## DATA UNDER STUDY

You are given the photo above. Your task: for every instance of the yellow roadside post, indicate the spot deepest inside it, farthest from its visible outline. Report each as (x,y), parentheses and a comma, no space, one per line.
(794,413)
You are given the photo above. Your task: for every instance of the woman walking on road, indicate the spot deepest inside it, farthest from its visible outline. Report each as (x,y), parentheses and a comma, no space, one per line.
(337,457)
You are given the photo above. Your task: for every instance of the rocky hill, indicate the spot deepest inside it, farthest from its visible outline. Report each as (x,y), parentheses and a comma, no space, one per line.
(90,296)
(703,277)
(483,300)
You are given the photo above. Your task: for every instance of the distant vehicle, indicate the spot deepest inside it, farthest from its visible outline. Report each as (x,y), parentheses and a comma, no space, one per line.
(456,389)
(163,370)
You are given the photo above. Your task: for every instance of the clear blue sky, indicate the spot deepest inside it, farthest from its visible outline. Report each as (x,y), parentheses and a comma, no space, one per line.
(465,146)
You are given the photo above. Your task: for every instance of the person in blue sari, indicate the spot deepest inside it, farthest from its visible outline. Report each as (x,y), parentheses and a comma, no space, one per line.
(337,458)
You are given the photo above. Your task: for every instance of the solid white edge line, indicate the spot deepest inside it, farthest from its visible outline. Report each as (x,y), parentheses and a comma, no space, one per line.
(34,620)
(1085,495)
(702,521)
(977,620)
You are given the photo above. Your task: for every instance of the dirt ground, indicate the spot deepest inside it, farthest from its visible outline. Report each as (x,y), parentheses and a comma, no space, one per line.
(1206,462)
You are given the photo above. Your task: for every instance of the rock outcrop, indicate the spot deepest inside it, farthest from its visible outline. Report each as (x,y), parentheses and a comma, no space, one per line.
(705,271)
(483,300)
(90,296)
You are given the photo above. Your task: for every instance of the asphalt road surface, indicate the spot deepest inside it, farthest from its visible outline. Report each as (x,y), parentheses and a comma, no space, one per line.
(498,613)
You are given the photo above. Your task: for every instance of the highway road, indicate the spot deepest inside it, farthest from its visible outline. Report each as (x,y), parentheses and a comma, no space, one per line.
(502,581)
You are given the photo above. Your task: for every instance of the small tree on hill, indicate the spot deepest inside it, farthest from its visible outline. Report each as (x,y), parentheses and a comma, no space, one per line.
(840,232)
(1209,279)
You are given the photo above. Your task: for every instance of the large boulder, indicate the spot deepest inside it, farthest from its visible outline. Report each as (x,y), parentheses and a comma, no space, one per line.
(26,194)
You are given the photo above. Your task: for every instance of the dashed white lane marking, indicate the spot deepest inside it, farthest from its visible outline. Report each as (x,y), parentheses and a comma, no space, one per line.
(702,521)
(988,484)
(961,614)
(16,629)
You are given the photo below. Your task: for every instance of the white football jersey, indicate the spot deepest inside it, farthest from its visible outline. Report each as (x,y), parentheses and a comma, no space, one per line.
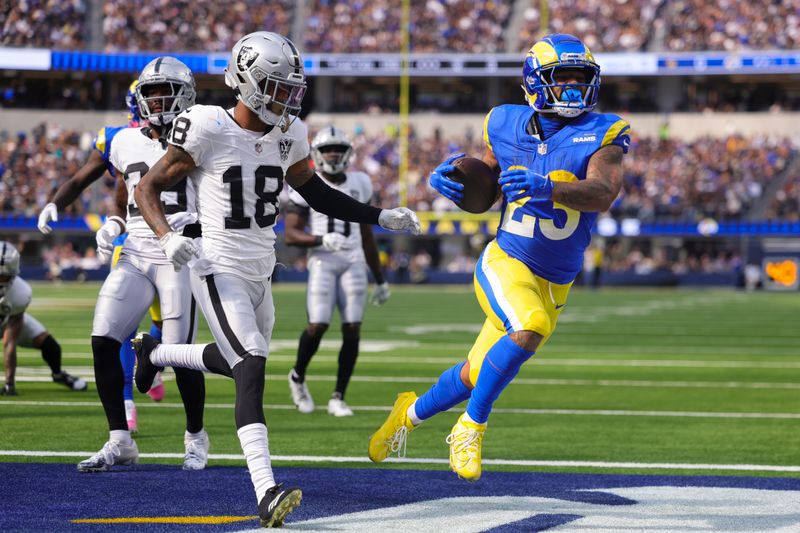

## WHAT IS BEING ASKED
What the answer needs is every record above, exactly as written, and no pictures.

## RESULT FOR THIS TASK
You are given the photo above. Your task: for every instance of the yellow roadside post, indicate the spot deepest inside it, farthest from its visible outline. Report each as (x,y), parentheses and a comma, no space, one per line.
(794,413)
You are given the photo above. Your task: for every instance of the woman walking on road, indicate the spot deepest inside it, farthest from its visible outline. Report each as (x,y), parentheses and a comma, no space, one per line.
(337,457)
You are given the photo above. Your task: for every instance of the rocky hill, indicate the spot deepest inside it, farthest from its visible outline. Report each as (x,y), parentheses and a comma, no space, one per line.
(90,296)
(703,277)
(483,300)
You are given the photo above. Your task: for every instance of the distant vehicle, indicate the spot deepest inside it, farthest from its visible outline. Report each as (x,y), parentheses and a comma, no space, one per line.
(456,389)
(163,370)
You are given the photo above. Your task: for every instance of the clear blue sky, indicate the spot deepest inside it, farthest from its visible outline. Report each as (x,y), parentheses and a comma, no space, one per line.
(465,146)
You are given the photo above. Your task: for every instance of the person in blue sari, indicate the spot deepest inside it, farthest from its visible outline. Report each as (x,y), parentheses and a comma, no space, one per line.
(337,458)
You are given the photo above. Your task: for every instance of the solid white edge line, indicate the spot deepest inside it, farthest from its visible outline. Report each as (x,y), parentheses and a comma, no space, one per line.
(34,620)
(1085,495)
(702,521)
(977,620)
You are given the photo above. Your task: for every instance of the dirt ground, indicate the spot deepest inside it, farthest from its visible outline. Report each as (x,y), parentheses and a comma, no space, one per line.
(1206,462)
You are given the photo above. Your task: for every instance of the rock outcrop, indicate the spot deepest inside it, farthest from its visible outline. Report each as (x,y), parentheses and a comma, no space, one per line.
(705,271)
(483,300)
(90,296)
You are given the photo above. Your task: for every instance of the asphalt road surface, indicate the spot deepest inside it, farthest from its visible outline. Report each as (x,y), parentheses and a comma, no space, one per line.
(498,613)
You are given the photo above. Your task: for every instance of the highway road, indicate the spot deepest inside it, farthest from its visible outline. Report each as (x,y), parentheses and a comma, no space, one per line.
(502,581)
You are given the photo above. Your task: for every instance of the small tree on hill, indicate the spot deepest inside it, farthest from its visible outline. Report each as (x,y), parentheses and a comma, no space, one per line.
(840,232)
(1209,279)
You are given the photo above. Your task: for every instance of the large boulder, indicate the spot deepest inside it, farthest from its visible outline. Report each as (x,y), parentheses and a comma, no space, one per line.
(26,194)
You are given the photo above. Your task: for every instance of the dashed white lane marking, indicate the spot deepest inside it, farthest from its visible outline. Report each as (x,y), parentheses and a comma, no space, one per line.
(702,521)
(988,484)
(961,614)
(16,629)
You are given the photo below. Your task: for every instance of the white football jersey, indicate the spot deepest inside it, farthest from its visible outline. Report each as (x,y), parentheses and a comma, no space, one per line.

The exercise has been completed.